_SOURCE TEXT_
---+---
There are many different actions in a game of Magic. We draw cards, cast spells, trigger abilities, and attack with creatures. We block, shuffle, sacrifice, mulligan, and concede. And yet for all of that, the only thing we ever really do is decide.
Magic is a game of decisions. No matter the format, no matter the stage, all you ever must do to play good Magic is make one correct decision after another until the game ends. Of course, as we all know, that's easier said than done. Magic is a very hard game.
I was first introduced to the idea of Magic as a decision game through, of all things, poker. There was a time in my life when I was very interested in getting into poker and started reading different books about the game. I never actually started playing poker, but I found that a lot of the theory I was reading could be applied to Magic.
---+---
_DATA ROWS_

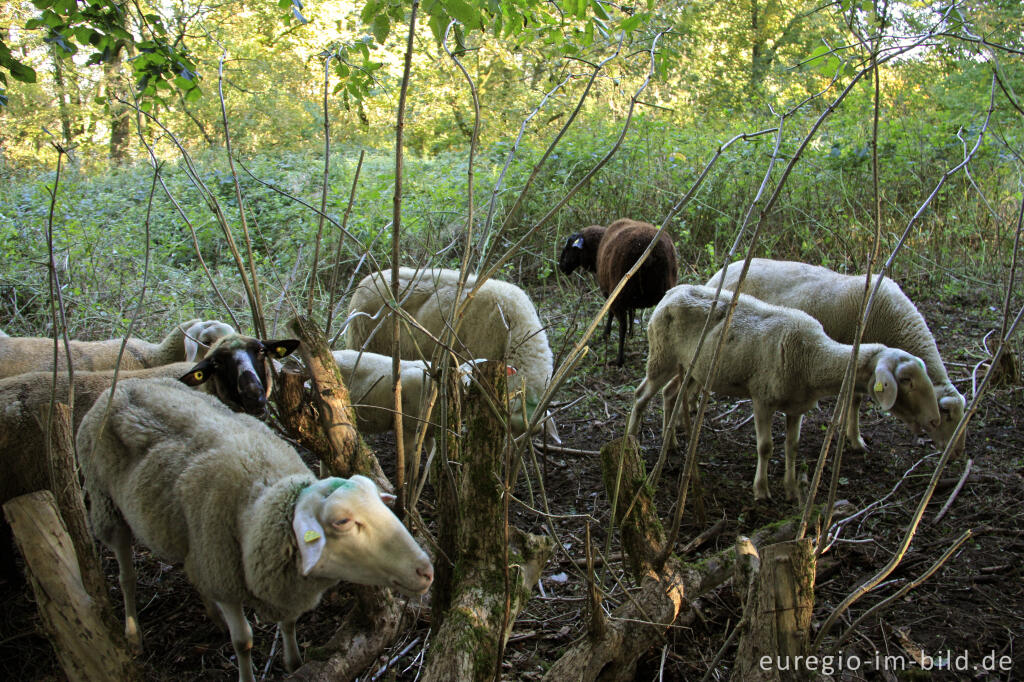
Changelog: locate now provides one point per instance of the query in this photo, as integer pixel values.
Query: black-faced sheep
(218, 492)
(610, 252)
(500, 323)
(237, 371)
(779, 357)
(835, 301)
(187, 342)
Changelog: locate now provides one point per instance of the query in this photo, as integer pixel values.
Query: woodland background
(137, 140)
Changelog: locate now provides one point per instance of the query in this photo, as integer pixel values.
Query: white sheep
(500, 323)
(186, 342)
(835, 301)
(220, 493)
(779, 357)
(237, 371)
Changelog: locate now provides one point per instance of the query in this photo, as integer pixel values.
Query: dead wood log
(665, 593)
(86, 648)
(776, 636)
(64, 481)
(348, 455)
(485, 569)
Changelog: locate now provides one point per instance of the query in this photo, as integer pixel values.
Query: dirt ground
(968, 615)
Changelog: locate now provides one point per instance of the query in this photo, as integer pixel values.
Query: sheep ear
(199, 374)
(192, 349)
(279, 349)
(551, 429)
(308, 530)
(884, 389)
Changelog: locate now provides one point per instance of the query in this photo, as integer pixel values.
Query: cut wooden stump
(665, 593)
(776, 638)
(347, 455)
(485, 569)
(64, 481)
(84, 644)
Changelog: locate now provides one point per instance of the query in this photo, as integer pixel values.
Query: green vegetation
(719, 72)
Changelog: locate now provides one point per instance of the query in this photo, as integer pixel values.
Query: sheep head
(901, 385)
(345, 530)
(242, 368)
(581, 250)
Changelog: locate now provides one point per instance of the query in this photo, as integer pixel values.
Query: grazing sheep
(187, 342)
(779, 357)
(835, 301)
(610, 252)
(500, 322)
(220, 493)
(236, 371)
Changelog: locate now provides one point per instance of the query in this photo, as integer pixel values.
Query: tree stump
(485, 570)
(779, 603)
(64, 481)
(348, 455)
(86, 648)
(665, 592)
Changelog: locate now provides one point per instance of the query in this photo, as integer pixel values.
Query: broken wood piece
(86, 647)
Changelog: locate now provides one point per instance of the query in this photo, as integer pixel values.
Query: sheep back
(19, 354)
(500, 322)
(622, 246)
(184, 472)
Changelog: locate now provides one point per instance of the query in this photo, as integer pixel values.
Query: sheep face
(345, 531)
(901, 385)
(243, 368)
(571, 256)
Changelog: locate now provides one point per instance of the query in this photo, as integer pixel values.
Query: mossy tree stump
(485, 569)
(778, 615)
(347, 454)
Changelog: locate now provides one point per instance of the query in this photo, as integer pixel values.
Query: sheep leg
(670, 398)
(292, 656)
(853, 438)
(622, 336)
(762, 428)
(793, 423)
(120, 541)
(110, 528)
(242, 638)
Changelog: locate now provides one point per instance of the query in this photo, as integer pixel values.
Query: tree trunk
(485, 570)
(86, 648)
(778, 614)
(348, 455)
(64, 482)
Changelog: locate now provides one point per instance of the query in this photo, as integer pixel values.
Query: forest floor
(971, 612)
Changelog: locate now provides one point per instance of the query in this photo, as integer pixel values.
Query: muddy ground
(970, 613)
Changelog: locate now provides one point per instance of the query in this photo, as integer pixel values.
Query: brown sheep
(610, 252)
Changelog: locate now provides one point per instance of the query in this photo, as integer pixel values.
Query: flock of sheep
(199, 479)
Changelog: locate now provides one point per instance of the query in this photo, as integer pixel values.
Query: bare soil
(969, 613)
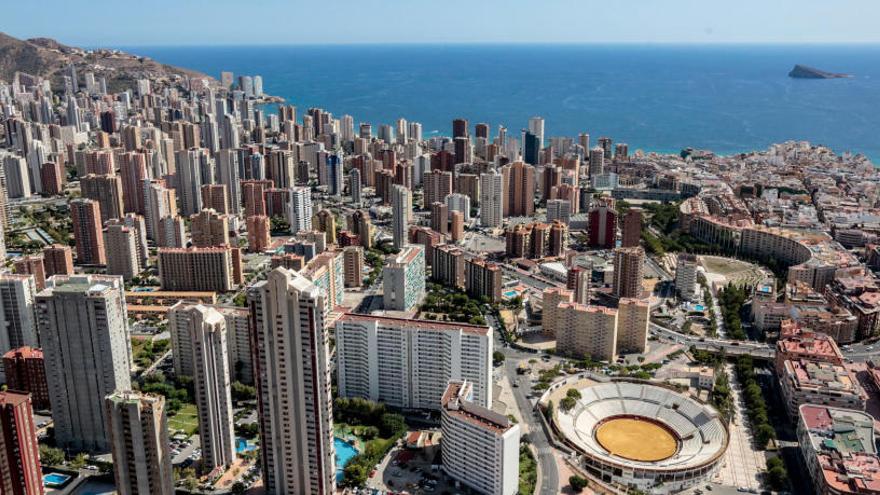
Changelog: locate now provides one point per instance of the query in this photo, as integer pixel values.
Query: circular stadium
(644, 436)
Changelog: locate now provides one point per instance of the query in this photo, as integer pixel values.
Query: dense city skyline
(234, 293)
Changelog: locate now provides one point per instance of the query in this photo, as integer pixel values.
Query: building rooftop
(843, 440)
(415, 324)
(456, 403)
(805, 343)
(821, 376)
(25, 352)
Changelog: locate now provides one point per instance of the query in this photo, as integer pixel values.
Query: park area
(722, 271)
(186, 420)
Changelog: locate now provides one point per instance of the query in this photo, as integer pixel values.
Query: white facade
(491, 199)
(300, 209)
(85, 337)
(459, 202)
(17, 318)
(403, 279)
(401, 204)
(293, 385)
(140, 446)
(686, 276)
(559, 209)
(205, 329)
(408, 363)
(480, 448)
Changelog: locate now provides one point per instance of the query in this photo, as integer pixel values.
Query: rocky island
(805, 72)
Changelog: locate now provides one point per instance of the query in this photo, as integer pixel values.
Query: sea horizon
(728, 98)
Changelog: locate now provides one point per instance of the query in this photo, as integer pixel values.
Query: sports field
(636, 439)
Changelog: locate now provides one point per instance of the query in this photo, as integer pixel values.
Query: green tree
(497, 357)
(50, 456)
(777, 475)
(392, 424)
(242, 392)
(238, 488)
(577, 483)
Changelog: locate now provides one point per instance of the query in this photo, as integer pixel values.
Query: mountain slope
(48, 58)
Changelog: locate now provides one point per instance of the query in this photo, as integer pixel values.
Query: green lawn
(186, 419)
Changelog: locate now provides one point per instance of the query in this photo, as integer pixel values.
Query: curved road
(549, 480)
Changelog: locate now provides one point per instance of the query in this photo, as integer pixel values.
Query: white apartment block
(17, 313)
(686, 276)
(403, 279)
(293, 385)
(85, 337)
(204, 329)
(480, 448)
(139, 443)
(491, 199)
(408, 363)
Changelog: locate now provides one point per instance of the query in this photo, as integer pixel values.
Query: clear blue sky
(212, 22)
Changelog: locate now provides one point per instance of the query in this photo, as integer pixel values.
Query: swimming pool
(55, 480)
(242, 445)
(344, 452)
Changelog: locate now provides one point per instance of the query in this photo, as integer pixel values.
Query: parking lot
(411, 470)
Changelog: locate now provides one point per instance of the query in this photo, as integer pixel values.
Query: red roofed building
(796, 343)
(20, 472)
(25, 372)
(838, 445)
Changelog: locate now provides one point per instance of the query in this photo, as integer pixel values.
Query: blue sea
(726, 98)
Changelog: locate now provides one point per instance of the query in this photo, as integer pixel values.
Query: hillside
(49, 59)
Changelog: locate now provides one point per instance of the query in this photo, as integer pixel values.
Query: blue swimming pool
(242, 445)
(55, 480)
(344, 452)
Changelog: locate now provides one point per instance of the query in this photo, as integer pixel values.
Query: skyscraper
(438, 185)
(536, 128)
(480, 447)
(87, 232)
(519, 189)
(439, 217)
(20, 472)
(122, 252)
(459, 128)
(603, 225)
(138, 434)
(293, 383)
(355, 186)
(632, 228)
(58, 260)
(26, 372)
(159, 202)
(629, 270)
(300, 209)
(205, 329)
(107, 191)
(531, 148)
(17, 314)
(686, 276)
(258, 230)
(491, 199)
(82, 319)
(403, 279)
(210, 229)
(633, 316)
(401, 204)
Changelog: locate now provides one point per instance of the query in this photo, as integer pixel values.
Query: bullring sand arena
(643, 435)
(636, 439)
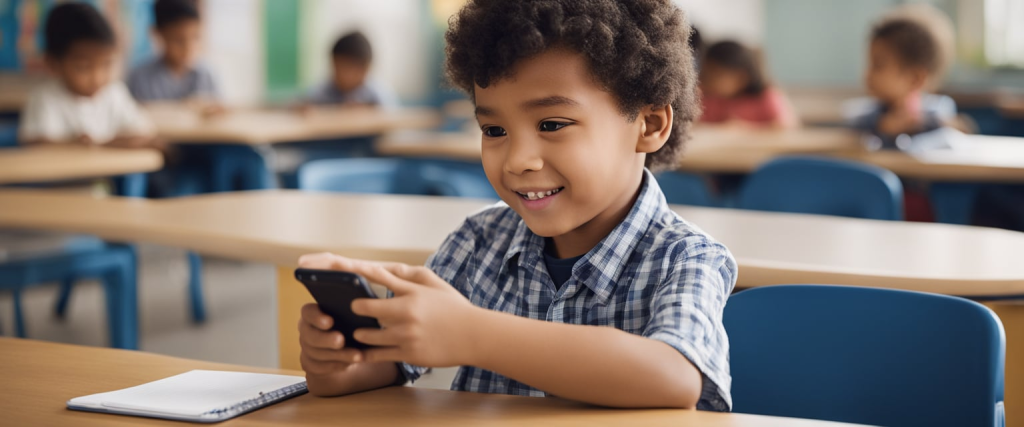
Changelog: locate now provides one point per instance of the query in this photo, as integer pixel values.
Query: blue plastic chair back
(685, 188)
(865, 355)
(824, 186)
(8, 133)
(456, 178)
(396, 176)
(351, 175)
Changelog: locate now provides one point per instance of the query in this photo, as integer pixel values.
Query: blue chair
(395, 176)
(685, 188)
(113, 264)
(824, 186)
(865, 355)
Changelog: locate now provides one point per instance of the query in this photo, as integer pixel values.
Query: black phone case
(334, 292)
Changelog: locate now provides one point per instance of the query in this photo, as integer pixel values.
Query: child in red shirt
(735, 89)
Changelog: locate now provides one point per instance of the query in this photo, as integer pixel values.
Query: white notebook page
(192, 393)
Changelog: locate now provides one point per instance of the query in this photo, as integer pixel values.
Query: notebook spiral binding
(257, 402)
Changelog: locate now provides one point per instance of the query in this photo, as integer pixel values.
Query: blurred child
(735, 89)
(909, 50)
(83, 103)
(350, 60)
(176, 75)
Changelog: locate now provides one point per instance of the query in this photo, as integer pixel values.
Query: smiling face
(86, 69)
(182, 42)
(889, 80)
(559, 151)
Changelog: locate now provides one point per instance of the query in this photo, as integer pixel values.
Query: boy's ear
(655, 126)
(920, 79)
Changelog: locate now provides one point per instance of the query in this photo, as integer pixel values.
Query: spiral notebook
(201, 396)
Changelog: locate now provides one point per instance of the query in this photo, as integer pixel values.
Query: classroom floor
(241, 325)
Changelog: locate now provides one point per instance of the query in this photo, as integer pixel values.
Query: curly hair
(921, 36)
(638, 50)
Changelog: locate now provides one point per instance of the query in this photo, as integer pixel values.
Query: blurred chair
(395, 176)
(865, 355)
(685, 188)
(825, 186)
(83, 257)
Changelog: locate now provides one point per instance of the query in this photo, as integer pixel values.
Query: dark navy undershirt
(559, 269)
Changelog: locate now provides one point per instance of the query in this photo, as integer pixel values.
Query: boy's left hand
(427, 323)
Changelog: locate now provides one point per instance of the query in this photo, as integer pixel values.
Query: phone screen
(334, 292)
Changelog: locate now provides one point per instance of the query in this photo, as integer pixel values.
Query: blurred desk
(257, 127)
(278, 226)
(40, 378)
(715, 150)
(14, 90)
(55, 163)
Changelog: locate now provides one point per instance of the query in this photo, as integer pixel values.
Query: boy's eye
(550, 126)
(494, 131)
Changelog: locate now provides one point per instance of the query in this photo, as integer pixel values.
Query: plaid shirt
(654, 274)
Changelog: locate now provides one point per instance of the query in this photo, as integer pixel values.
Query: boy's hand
(323, 350)
(427, 323)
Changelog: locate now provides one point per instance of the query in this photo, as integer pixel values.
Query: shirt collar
(599, 268)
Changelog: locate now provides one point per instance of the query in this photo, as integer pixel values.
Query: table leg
(1012, 315)
(291, 296)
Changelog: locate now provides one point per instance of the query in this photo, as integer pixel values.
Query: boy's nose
(523, 155)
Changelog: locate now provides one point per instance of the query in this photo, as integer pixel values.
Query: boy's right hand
(324, 350)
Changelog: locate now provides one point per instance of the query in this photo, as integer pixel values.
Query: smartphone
(334, 292)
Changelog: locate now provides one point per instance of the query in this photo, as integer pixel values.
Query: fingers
(380, 337)
(312, 315)
(325, 260)
(377, 273)
(385, 310)
(383, 354)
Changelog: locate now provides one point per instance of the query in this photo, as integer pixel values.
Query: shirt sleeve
(686, 313)
(130, 119)
(452, 262)
(41, 120)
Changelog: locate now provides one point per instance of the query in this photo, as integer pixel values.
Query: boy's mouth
(539, 195)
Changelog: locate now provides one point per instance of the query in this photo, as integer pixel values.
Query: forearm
(355, 378)
(595, 365)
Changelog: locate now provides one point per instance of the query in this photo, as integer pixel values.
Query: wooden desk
(14, 89)
(255, 127)
(770, 248)
(51, 163)
(40, 378)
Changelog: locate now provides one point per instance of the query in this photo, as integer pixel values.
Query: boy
(83, 104)
(583, 284)
(350, 60)
(176, 75)
(908, 54)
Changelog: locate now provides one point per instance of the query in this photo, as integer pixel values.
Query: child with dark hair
(84, 103)
(908, 53)
(176, 74)
(351, 56)
(582, 284)
(735, 88)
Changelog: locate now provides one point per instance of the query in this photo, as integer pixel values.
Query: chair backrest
(456, 178)
(826, 186)
(8, 133)
(396, 176)
(350, 175)
(865, 355)
(685, 188)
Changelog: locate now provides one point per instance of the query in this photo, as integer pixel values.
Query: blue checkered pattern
(655, 275)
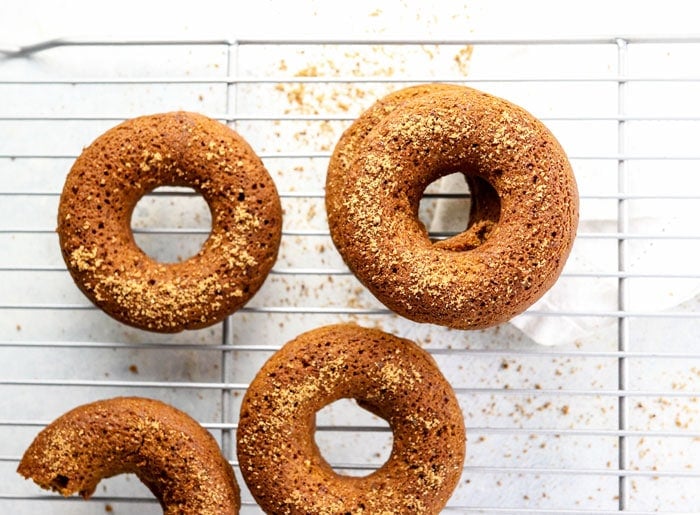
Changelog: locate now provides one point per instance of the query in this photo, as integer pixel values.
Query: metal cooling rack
(608, 421)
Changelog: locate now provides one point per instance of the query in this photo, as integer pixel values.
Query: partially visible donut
---+---
_WHAT IS ASKED_
**a.** In the passage on Magic, how did the writer first come to see Magic as a game of decisions? Explain in one to three sentences.
**b.** According to the passage on Magic, what is all you must do to play good Magic?
**c.** Return everything from "There are many" down to "do is decide." in the passage on Magic.
The entries aren't needed for any of this.

_SET OF ANSWERS_
**a.** The writer once wanted to get into poker and read several books about it. The writer never actually played poker but found that much of the theory in those books could be applied to Magic.

**b.** Make one correct decision after another until the game ends.

**c.**
There are many different actions in a game of Magic. We draw cards, cast spells, trigger abilities, and attack with creatures. We block, shuffle, sacrifice, mulligan, and concede. And yet for all of that, the only thing we ever really do is decide.